• Text excerpt
That’s why we’ve been following the semiconductor sector very closely. Specifically, semiconductors are a leading economic indicator strongly correlated to production and factory orders. That correlation continues to increase over time.

What makes semis great leading indicators? Unique among other factory components, semiconductors’ key characteristics include:

Short shelf life: Rapid obsolescence forces a made-to-order environment which in turn creates incredible downstream visibility to end-user demand.

Concentrated production: Strong visibility to regional and industrial trends because of the oligopolistic nature of the business.

Upstream role in production: The semiconductor life cycle begins months before final production.

Universal common denominator: If a semiconductor isn’t in it, a semiconductor is in the machine making it.

The Post-China Boom Macro Economy

With China’s increases in spending on communications infrastructure, semiconductors have been riding a wave. As billions of dollars are put to work to support networking, billions have also been made in smartphone and tablet sales.

[Pointing and labeling entries]

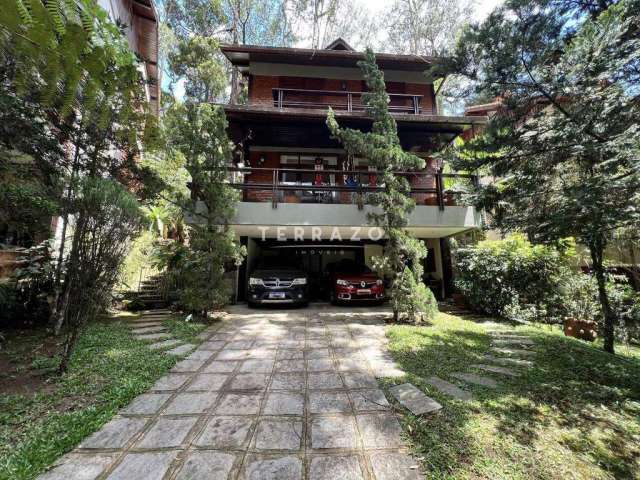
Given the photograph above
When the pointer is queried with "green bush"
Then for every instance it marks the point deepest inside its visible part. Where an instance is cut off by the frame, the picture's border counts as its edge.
(515, 279)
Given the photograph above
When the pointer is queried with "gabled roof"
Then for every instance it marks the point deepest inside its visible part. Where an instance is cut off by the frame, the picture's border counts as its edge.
(339, 44)
(242, 55)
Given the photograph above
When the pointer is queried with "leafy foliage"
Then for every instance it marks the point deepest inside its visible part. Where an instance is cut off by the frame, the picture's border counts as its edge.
(564, 146)
(403, 253)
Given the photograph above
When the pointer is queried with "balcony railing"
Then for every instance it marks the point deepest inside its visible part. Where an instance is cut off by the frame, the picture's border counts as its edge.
(278, 185)
(344, 101)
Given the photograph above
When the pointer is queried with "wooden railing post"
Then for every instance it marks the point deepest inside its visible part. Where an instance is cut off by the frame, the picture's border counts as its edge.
(439, 190)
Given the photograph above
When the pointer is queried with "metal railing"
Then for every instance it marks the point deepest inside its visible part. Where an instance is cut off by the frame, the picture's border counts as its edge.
(343, 100)
(272, 185)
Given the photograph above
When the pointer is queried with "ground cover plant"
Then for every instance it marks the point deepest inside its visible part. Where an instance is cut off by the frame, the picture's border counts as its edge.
(574, 414)
(42, 416)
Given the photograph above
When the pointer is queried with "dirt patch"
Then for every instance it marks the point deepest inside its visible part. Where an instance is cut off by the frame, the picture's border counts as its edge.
(27, 362)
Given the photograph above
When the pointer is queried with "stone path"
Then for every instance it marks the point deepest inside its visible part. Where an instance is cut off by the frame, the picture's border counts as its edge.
(269, 395)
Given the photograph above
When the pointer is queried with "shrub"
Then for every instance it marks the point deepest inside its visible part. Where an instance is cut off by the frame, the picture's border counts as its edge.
(515, 279)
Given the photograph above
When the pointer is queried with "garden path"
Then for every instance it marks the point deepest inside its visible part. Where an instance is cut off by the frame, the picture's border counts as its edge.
(268, 395)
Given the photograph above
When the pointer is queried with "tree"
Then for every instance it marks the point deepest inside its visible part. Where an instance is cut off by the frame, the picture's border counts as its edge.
(564, 145)
(404, 254)
(198, 133)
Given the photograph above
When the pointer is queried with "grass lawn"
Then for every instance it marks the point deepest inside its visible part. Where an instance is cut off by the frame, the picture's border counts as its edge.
(41, 421)
(574, 415)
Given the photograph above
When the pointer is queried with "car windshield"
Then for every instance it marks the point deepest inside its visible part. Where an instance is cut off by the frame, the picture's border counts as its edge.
(351, 267)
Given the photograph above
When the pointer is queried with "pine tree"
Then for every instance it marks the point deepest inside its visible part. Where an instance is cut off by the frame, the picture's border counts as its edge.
(404, 254)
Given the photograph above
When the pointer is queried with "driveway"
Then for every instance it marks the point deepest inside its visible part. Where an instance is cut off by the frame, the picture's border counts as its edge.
(270, 394)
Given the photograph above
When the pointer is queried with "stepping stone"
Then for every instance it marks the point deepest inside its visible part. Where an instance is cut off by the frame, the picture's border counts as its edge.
(449, 388)
(495, 369)
(513, 351)
(165, 344)
(181, 350)
(413, 399)
(153, 336)
(476, 379)
(154, 329)
(512, 341)
(508, 361)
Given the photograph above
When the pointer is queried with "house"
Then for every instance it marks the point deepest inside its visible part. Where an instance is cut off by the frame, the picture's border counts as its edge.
(303, 197)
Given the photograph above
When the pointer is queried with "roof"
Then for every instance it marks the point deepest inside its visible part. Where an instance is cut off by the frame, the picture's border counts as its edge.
(242, 55)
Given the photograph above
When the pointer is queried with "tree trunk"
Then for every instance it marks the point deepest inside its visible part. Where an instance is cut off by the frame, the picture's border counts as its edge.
(597, 253)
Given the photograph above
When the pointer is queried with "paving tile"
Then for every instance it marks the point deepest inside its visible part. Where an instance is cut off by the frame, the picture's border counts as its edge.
(201, 355)
(249, 381)
(380, 430)
(239, 404)
(394, 466)
(288, 381)
(449, 388)
(329, 402)
(273, 468)
(233, 354)
(496, 369)
(333, 432)
(225, 432)
(165, 344)
(150, 466)
(188, 365)
(208, 382)
(257, 366)
(290, 366)
(190, 403)
(368, 400)
(320, 365)
(79, 467)
(414, 399)
(213, 345)
(278, 434)
(182, 350)
(359, 380)
(221, 367)
(324, 381)
(167, 432)
(201, 464)
(318, 353)
(284, 403)
(476, 379)
(335, 467)
(171, 381)
(146, 404)
(115, 434)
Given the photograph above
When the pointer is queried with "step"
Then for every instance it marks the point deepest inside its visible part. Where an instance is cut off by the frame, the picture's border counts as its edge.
(495, 369)
(508, 361)
(475, 379)
(156, 329)
(449, 388)
(153, 336)
(513, 351)
(165, 344)
(182, 349)
(414, 400)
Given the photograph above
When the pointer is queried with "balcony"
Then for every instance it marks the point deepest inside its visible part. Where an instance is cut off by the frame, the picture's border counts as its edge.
(345, 101)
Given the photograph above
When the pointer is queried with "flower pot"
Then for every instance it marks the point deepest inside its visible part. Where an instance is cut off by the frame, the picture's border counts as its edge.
(582, 329)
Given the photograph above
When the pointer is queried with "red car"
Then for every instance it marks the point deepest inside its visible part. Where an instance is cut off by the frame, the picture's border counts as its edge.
(353, 282)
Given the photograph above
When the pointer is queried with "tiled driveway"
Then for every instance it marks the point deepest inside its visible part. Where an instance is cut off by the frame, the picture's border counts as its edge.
(269, 395)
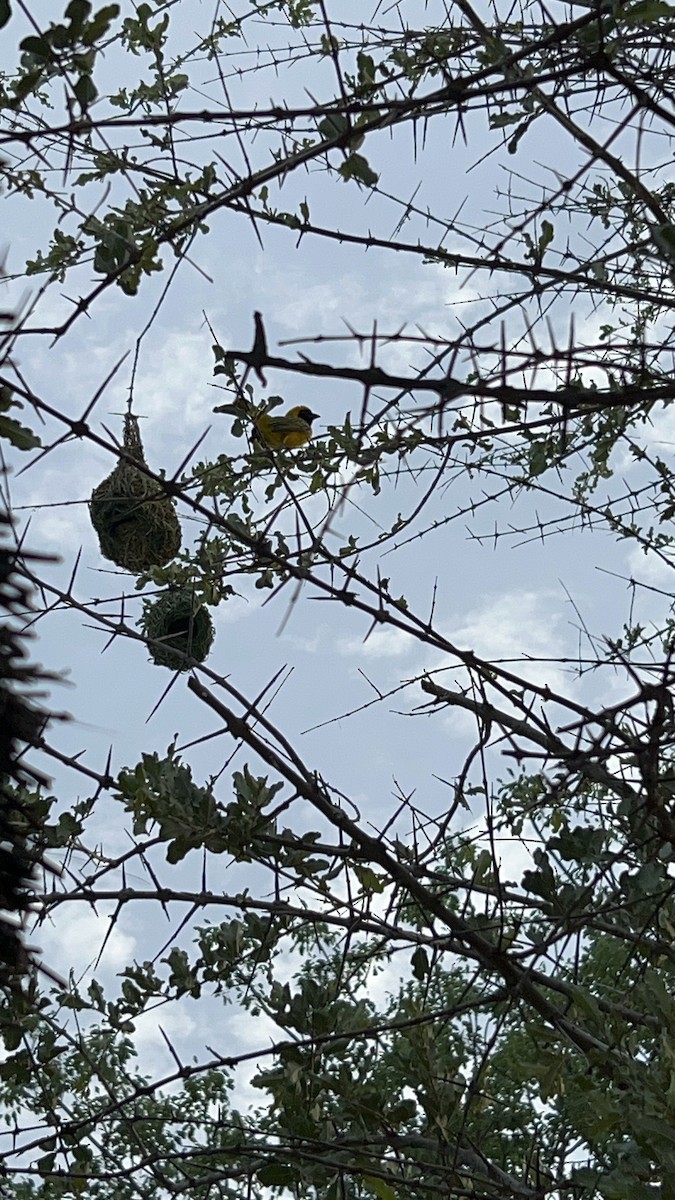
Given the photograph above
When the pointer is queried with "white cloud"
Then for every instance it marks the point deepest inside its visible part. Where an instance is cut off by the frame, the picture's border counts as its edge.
(382, 643)
(73, 942)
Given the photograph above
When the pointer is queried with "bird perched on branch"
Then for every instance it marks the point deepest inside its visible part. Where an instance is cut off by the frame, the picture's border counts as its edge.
(292, 430)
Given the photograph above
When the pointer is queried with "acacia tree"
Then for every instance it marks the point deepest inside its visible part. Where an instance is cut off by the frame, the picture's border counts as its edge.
(524, 1041)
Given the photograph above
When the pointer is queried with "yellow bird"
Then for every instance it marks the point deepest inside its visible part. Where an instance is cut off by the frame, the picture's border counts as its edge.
(292, 430)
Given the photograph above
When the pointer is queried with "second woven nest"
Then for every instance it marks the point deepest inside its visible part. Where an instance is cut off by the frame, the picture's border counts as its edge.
(177, 622)
(136, 522)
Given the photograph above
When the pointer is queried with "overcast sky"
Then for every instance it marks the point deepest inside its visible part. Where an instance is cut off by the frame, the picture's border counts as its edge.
(513, 598)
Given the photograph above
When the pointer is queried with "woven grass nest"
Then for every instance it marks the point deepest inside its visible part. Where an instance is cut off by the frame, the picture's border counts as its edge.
(135, 520)
(175, 619)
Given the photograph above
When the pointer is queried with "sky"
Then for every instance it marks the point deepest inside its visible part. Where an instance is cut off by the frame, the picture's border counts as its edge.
(514, 597)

• What to produce
Write the next part of the excerpt on semiconductors as a leading economic indicator, starting right after its final sentence about smartphone and tablet sales.

• Answer to the problem
However, semiconductors want to avoid the boom/bust cycle hitting the other commodity beneficiaries of China’s infrastructure investments. Notable are the 50 percent+ drop in iron ore and the 20 percent drop in copper prices in the last year.

Demand for silicon has never been better…

…but growth has already begun to slow.

TSMC is one of the largest buyers of those silicon wafers. Nominal billings are strong, although they have been plateauing over the last six months. In fact, growth has fallen back to 1-year levels.

The falling microchip revenues are pushing down equipment spending.

The returns on equipment investment (capital intensity) are slipping and the reaction has been swift. In the last month, announced CAPEX cuts include:

Intel cut $1.3B

TSMC cut $1B

Spending is pulling back pretty sharply. It’s on track to grow 4 percent in 2015. That’s a big drop from 12 percent in 2014. The qualities that make semiconductors a leading economic indicator are starting to surface.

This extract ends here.